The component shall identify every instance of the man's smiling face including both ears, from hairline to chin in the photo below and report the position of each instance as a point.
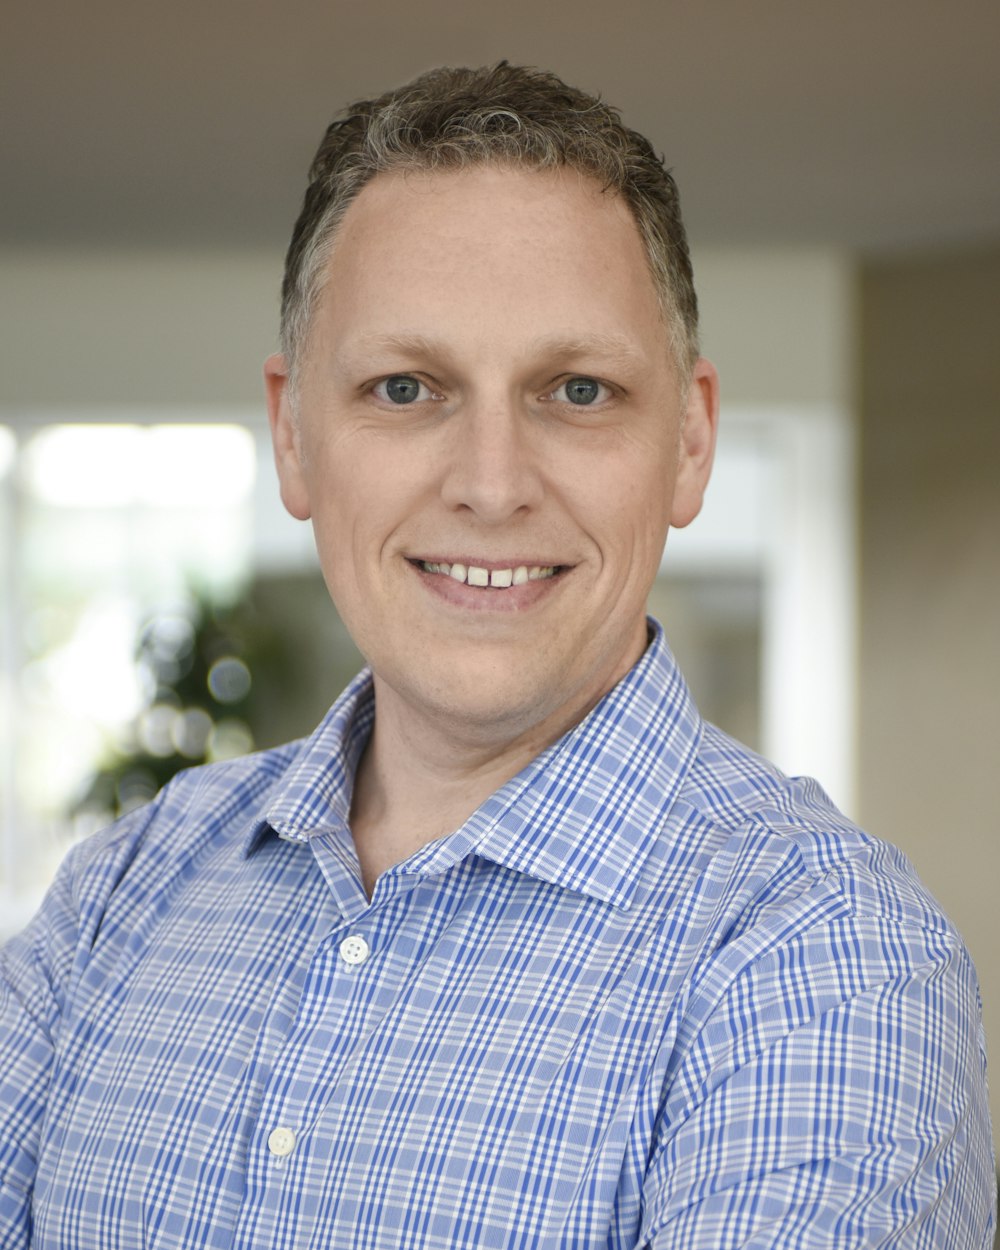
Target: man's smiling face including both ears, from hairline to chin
(492, 442)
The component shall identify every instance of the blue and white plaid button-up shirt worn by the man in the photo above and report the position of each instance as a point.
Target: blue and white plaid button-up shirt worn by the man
(652, 994)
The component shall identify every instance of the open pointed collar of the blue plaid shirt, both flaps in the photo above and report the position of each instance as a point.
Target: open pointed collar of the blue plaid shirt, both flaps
(583, 816)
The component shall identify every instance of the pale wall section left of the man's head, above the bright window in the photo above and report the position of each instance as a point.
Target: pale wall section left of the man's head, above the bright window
(118, 328)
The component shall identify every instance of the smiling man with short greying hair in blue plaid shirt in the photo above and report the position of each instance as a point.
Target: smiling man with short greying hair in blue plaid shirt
(514, 951)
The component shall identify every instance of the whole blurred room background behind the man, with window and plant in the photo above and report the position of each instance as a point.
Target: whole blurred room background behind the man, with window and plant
(838, 604)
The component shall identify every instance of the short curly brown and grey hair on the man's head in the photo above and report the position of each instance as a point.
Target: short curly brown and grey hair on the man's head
(507, 117)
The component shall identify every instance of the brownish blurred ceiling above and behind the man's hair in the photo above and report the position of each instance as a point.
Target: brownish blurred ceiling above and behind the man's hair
(871, 124)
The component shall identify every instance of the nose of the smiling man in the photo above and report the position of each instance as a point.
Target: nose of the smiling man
(493, 467)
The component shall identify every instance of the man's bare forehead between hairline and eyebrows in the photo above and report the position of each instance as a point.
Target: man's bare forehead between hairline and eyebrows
(541, 251)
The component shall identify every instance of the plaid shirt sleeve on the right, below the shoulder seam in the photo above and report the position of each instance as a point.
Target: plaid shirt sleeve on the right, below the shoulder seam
(842, 1109)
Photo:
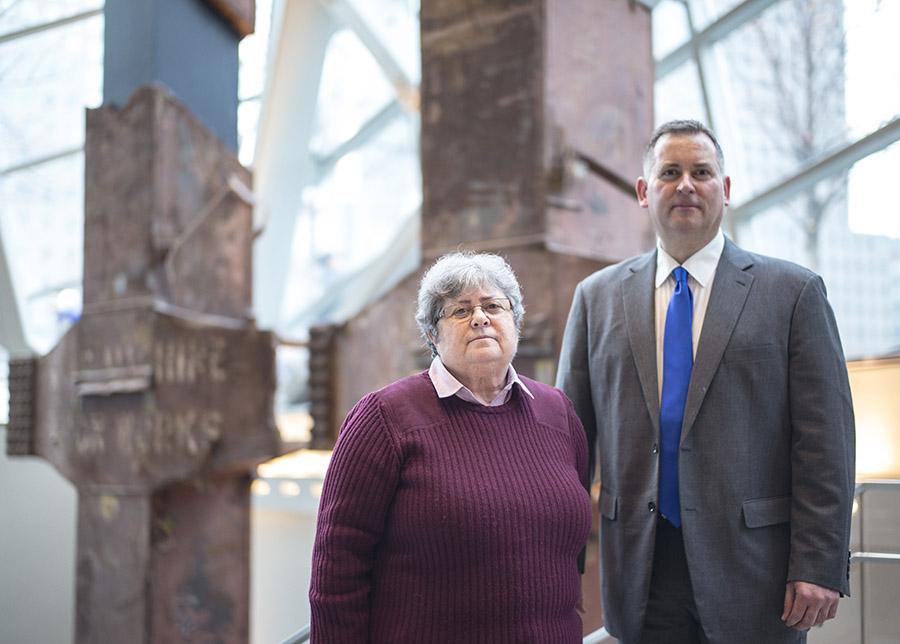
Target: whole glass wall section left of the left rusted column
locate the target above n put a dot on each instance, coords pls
(50, 70)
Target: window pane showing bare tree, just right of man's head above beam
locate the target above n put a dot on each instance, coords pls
(778, 91)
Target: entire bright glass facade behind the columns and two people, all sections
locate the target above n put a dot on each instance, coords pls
(787, 84)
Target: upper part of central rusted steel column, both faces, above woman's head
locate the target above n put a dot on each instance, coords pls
(518, 98)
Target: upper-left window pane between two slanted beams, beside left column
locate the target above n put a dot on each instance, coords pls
(46, 81)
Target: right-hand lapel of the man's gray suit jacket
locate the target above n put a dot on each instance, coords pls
(730, 289)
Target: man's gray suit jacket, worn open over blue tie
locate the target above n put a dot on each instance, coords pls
(766, 466)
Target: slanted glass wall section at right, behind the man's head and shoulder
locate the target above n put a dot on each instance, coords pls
(805, 98)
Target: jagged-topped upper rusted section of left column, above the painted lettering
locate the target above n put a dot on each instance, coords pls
(164, 218)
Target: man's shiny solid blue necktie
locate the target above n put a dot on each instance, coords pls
(678, 360)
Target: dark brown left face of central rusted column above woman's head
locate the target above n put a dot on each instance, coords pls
(481, 109)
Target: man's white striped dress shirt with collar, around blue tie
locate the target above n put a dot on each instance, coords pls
(701, 268)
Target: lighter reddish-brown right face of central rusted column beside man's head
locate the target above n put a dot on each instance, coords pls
(598, 112)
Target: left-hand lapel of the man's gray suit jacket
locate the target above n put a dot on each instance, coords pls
(637, 294)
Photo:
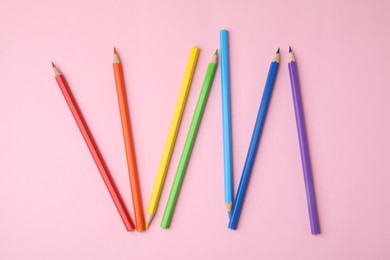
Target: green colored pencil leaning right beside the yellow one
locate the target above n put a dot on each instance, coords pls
(189, 144)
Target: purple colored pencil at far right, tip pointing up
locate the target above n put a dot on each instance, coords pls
(304, 147)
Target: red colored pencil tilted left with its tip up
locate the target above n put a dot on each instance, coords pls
(97, 157)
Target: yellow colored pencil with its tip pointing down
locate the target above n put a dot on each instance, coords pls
(169, 144)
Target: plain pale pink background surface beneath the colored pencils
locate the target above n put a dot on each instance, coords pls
(53, 203)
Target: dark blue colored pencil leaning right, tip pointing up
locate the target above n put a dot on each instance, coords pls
(250, 158)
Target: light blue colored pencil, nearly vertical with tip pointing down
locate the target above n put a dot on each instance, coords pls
(226, 121)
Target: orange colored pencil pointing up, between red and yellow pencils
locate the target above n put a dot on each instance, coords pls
(129, 143)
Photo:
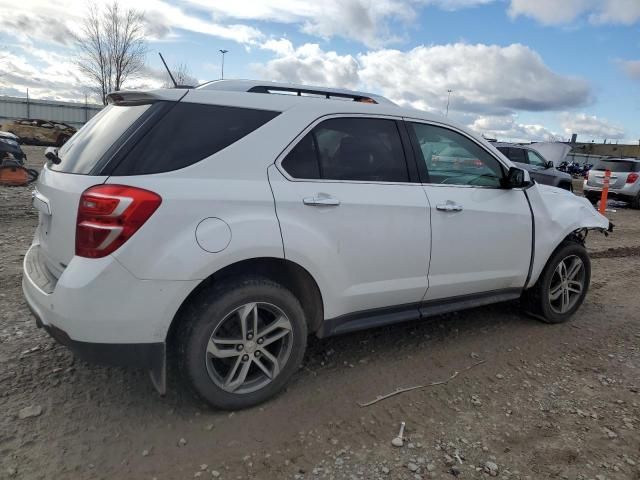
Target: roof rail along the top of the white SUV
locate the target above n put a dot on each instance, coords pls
(256, 86)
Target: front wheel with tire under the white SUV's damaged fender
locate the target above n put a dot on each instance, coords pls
(538, 299)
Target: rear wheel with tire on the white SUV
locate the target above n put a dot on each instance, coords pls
(209, 367)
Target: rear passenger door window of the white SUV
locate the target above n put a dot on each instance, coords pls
(357, 149)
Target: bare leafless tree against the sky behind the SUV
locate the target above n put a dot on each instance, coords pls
(112, 47)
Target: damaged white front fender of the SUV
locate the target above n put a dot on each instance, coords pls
(559, 214)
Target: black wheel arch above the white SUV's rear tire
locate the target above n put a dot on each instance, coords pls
(285, 272)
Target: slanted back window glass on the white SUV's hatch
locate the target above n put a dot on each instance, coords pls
(86, 148)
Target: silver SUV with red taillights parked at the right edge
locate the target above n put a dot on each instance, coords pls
(624, 183)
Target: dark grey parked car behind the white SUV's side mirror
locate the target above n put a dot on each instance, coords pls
(541, 169)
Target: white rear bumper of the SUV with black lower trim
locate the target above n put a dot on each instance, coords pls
(103, 313)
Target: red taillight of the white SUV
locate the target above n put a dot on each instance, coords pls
(108, 215)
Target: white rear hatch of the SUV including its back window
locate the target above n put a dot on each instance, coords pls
(57, 193)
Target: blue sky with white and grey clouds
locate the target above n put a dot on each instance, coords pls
(518, 69)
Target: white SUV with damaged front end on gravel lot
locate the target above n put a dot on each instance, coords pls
(230, 221)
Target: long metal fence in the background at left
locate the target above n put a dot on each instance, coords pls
(76, 114)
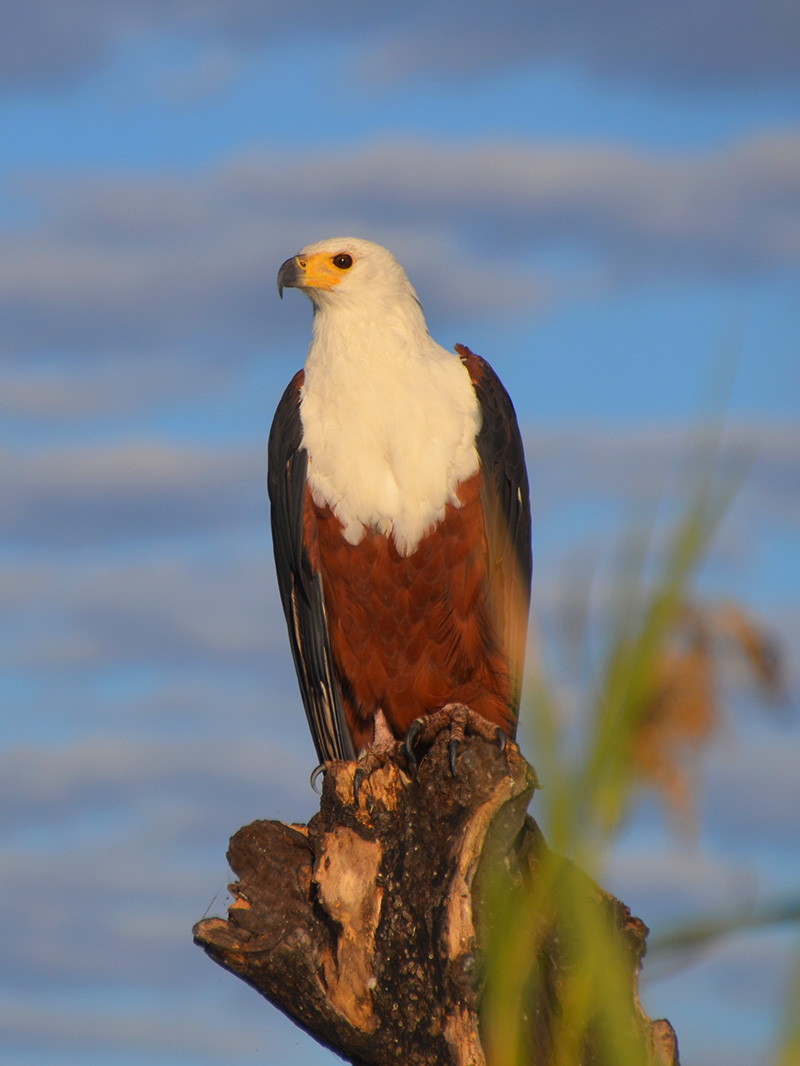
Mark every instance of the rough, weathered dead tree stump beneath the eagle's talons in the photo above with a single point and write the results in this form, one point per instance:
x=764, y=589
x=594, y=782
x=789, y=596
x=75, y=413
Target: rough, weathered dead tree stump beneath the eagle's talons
x=365, y=927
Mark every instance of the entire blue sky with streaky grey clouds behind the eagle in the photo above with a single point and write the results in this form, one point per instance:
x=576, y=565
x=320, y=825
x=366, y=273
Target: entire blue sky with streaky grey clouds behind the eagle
x=603, y=203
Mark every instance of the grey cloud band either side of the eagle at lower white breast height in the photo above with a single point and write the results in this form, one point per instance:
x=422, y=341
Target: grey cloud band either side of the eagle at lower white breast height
x=140, y=487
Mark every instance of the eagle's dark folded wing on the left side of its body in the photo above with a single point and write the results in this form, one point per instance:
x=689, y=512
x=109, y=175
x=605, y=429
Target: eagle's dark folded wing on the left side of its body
x=301, y=588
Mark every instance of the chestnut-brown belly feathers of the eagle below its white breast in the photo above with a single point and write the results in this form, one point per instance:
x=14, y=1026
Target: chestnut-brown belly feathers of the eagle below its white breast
x=410, y=635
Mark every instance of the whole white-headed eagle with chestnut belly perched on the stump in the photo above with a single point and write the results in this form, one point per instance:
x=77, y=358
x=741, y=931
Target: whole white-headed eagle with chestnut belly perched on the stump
x=401, y=516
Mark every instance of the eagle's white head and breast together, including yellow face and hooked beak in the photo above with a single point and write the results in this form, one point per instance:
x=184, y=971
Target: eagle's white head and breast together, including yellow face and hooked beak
x=390, y=417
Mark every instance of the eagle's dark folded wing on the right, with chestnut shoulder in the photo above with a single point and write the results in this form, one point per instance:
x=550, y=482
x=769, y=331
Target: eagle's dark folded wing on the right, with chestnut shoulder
x=506, y=503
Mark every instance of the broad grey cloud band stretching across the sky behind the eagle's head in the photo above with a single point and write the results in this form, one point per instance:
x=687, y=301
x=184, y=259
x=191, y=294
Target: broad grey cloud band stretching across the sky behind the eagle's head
x=122, y=264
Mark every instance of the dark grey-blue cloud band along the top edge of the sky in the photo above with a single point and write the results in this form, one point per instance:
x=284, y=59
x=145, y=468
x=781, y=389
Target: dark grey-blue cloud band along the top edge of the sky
x=686, y=45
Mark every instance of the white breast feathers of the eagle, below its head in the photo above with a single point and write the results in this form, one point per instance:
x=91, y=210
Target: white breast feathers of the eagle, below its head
x=390, y=423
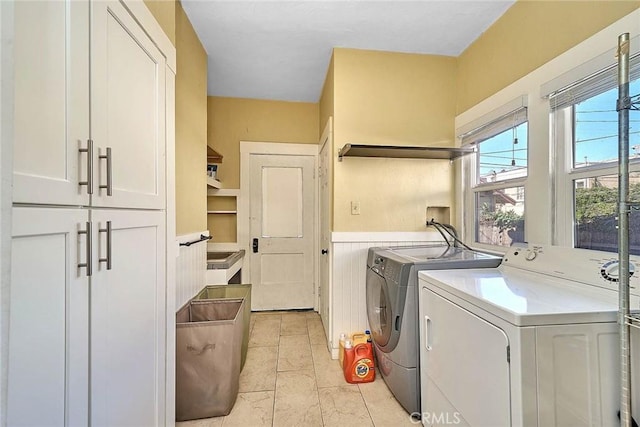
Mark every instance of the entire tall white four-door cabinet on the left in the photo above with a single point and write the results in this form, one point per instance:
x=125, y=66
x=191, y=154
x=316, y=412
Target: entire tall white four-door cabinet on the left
x=91, y=143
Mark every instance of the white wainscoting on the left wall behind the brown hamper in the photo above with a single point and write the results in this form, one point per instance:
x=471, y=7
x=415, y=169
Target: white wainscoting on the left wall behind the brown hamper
x=191, y=267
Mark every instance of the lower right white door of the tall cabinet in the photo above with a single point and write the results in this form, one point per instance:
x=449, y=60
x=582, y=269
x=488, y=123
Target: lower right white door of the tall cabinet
x=128, y=320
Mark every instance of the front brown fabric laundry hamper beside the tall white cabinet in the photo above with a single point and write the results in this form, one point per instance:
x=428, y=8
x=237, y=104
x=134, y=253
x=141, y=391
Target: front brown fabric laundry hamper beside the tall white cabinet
x=208, y=346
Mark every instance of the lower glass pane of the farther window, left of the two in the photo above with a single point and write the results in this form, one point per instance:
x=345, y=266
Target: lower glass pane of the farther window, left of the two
x=500, y=216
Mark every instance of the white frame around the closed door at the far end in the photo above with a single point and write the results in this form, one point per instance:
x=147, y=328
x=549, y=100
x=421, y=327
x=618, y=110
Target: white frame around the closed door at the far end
x=248, y=148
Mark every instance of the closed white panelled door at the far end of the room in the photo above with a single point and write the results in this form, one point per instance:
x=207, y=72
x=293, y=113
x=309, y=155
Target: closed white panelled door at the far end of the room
x=282, y=231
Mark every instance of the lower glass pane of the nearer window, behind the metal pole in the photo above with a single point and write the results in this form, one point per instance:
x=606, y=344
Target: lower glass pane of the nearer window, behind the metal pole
x=595, y=201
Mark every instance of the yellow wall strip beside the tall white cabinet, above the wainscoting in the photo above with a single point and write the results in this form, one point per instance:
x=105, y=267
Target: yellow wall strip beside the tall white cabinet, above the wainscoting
x=191, y=128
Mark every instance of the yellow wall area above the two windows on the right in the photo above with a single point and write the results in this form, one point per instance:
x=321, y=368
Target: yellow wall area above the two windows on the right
x=528, y=35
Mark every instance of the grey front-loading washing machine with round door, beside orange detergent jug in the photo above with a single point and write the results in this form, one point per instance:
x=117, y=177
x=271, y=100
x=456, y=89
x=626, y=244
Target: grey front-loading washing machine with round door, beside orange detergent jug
x=392, y=308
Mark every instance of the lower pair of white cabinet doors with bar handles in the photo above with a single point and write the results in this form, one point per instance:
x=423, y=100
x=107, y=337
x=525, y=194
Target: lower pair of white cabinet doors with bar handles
x=87, y=349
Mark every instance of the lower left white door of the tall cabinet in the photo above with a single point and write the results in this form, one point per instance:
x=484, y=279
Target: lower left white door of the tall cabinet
x=48, y=333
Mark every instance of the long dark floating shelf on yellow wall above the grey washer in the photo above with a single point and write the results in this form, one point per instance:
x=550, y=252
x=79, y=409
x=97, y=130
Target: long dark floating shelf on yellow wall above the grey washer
x=402, y=152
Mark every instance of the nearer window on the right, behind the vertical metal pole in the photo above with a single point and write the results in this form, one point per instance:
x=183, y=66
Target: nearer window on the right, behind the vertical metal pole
x=585, y=129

What is expected:
Could you retype exactly the lines from the one containing "x=423, y=100" through the final line of the data above, and no others?

Output:
x=423, y=100
x=107, y=337
x=525, y=194
Target: lower pair of white cabinet doors with bar handles
x=87, y=349
Mark every instance of the lower left white door of the tall cabinet in the photo above with a single point and write the results in this form, one point per instance:
x=484, y=279
Target: lower left white door of the tall cabinet
x=48, y=333
Mark every instance of the long dark floating shelf on yellow wall above the grey washer in the photo above with a single point and write the results in this form, one point per instance:
x=550, y=252
x=79, y=409
x=97, y=130
Target: long dark floating shelf on yellow wall above the grey washer
x=402, y=152
Mark every instance of the nearer window on the right, behind the vertical metal pole in the photo above with a single point and write the results in this form, one point per instance:
x=183, y=66
Target: nearer window on the right, behind the vertical metal pole
x=585, y=129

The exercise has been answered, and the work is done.